:: Tasks to perform ::
[1] In the forum post, below what blood test result would the clinic have let the writer go and continue to monitor?
[2] Which distinct numbers written in digits appear in the forum post?
[3] Return the part of the forum post that begins at the words "We'll be told" and stops after "alone a day.", with no changes.

:: Extract to read ::
Hello everyone, feeling very brave and proud of my first ever post!
Have been lurking for a couple of weeks, since I found out I was pregnant two weeks ago. Its taken us nearly a year (our first) so were v v excited.
Now the bit I need help with...
I had some dark brown discharge last Wed and (as we were due to go away for two weeks) very kind GP booked me in to Early Pregnancy Assessment Clinic. By dates I should have been about 8 weeks, they couldn't find an 8 week pregnancy but could see something on my ovary which they were worried about. If my blood test came back below 1000 they would let me go and continue to monitor. It was over 3000, so they admitted me for emergency laparoscopy. I was told I would probably wake up minus an ovary.
Actually came round to be told, there was no ectopic, and I had a pregnant uterus. I'm sure you can imagine it was a bit of a tough day!
I've continued to have brown discharge all week, and have just about recovered (emotionally and physically). Just in time for my follow up scan tomorrow then!
We'll be told whether the pregnancy has grown, or whether it stopped growing some time ago. I can't even think about it at the moment, taking an hour at a time, let alone a day.
Please someone tell me something positive/practical advice! Or bung some spare sympathy this way. DH has been great with helping me recover physically from the operation. But he doesn't seem to understand that in my eyes I'm already a mother, and tomorrow could take that away from me.
Sorry to be so down for my first post, and to go for so long. I didn't realise how cathartic it would be to let it all out.

:: Input data ::
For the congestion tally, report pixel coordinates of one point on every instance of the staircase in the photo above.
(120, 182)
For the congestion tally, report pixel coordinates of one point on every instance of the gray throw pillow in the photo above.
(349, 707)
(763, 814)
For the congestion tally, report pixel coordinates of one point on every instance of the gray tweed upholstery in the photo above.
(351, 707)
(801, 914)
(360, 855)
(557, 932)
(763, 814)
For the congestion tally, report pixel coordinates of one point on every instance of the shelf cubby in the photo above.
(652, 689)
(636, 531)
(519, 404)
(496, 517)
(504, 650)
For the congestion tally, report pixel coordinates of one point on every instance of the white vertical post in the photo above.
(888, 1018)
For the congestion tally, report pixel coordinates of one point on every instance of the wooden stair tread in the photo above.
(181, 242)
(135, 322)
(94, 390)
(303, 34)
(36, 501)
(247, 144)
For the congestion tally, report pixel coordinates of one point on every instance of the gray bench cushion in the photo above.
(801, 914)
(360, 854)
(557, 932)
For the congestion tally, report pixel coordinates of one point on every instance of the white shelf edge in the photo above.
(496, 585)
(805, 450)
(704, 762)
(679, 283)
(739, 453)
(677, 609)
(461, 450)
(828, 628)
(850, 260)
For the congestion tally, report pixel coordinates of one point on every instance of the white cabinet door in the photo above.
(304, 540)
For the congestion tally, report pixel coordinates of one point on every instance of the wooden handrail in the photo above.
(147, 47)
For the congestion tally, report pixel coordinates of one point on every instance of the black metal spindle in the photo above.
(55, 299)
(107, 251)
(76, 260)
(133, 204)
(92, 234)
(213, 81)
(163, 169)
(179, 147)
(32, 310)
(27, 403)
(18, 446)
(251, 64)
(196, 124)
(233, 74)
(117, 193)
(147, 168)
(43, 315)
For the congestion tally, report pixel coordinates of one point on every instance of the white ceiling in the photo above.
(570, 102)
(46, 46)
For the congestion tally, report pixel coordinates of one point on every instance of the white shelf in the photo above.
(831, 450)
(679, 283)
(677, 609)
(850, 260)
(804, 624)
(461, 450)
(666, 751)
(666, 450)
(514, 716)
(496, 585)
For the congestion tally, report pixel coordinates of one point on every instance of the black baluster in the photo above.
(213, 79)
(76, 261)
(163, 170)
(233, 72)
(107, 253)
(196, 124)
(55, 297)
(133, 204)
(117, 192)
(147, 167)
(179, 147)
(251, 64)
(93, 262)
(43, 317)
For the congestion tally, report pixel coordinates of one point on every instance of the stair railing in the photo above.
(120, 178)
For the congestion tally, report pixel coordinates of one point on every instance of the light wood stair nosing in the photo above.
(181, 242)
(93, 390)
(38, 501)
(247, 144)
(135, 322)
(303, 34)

:: Completed exercise ::
[1] Below 1000.

[2] 8, 1000, 3000

[3]
We'll be told whether the pregnancy has grown, or whether it stopped growing some time ago. I can't even think about it at the moment, taking an hour at a time, let alone a day.